Show every line of the listing below that contains the string "canal", treating uppercase and lowercase as different.

> **Supplied entries**
+---+
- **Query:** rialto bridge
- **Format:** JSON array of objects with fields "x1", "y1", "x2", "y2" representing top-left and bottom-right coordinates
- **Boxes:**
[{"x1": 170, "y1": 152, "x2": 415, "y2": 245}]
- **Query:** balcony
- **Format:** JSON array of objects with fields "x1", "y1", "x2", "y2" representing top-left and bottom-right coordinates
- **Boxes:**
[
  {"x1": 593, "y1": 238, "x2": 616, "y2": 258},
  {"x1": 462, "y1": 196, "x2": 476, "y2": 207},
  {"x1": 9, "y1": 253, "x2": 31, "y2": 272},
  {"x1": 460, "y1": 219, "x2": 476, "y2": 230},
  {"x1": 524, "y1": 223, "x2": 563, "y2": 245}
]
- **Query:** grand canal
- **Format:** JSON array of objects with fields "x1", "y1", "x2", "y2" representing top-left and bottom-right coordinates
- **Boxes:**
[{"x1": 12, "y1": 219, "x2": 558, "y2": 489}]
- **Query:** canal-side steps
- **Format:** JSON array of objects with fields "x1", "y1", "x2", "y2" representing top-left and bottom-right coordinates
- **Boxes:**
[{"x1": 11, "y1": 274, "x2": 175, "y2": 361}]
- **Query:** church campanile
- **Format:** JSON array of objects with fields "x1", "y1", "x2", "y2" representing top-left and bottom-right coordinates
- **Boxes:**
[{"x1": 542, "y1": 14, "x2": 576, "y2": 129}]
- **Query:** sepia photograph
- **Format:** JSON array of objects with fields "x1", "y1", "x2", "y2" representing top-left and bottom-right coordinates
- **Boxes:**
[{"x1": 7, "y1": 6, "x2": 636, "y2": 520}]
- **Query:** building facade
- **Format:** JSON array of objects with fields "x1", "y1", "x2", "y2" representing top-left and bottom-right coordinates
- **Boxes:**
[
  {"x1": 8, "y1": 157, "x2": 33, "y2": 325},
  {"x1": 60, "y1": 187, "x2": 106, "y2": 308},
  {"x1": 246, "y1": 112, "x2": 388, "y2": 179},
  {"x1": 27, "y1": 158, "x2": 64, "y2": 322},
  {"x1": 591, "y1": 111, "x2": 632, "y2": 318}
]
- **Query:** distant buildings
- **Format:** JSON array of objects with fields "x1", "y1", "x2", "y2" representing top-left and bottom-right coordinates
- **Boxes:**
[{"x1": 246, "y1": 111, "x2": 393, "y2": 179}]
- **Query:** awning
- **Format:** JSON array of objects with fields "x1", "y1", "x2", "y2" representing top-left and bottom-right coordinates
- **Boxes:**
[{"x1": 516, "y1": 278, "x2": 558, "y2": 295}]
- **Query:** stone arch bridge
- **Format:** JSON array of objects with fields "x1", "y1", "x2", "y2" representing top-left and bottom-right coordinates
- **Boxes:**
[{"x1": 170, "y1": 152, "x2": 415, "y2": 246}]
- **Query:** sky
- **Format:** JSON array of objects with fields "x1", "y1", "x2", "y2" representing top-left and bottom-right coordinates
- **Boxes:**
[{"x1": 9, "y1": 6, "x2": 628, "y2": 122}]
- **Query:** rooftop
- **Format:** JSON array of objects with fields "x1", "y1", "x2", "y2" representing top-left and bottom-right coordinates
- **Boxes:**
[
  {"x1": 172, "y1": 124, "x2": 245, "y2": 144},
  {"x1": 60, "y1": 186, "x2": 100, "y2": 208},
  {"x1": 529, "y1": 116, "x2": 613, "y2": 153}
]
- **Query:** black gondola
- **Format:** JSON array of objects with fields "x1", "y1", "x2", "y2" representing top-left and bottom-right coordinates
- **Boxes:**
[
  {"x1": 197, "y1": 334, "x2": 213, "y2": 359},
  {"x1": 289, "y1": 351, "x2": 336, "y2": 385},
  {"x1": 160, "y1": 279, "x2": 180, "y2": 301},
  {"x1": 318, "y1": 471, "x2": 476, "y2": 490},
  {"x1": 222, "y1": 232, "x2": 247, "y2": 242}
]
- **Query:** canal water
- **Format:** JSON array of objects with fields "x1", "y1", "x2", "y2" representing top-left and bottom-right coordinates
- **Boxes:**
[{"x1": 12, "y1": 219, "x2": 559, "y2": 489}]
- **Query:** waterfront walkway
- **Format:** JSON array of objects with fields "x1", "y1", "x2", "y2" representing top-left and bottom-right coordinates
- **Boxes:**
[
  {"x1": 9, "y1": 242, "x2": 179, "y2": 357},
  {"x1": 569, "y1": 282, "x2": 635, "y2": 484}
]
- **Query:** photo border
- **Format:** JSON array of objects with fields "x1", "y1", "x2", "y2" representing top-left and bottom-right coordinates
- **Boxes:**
+---+
> **Task output**
- **Query:** grand canal
- **Query:** canal-side steps
- **Query:** canal water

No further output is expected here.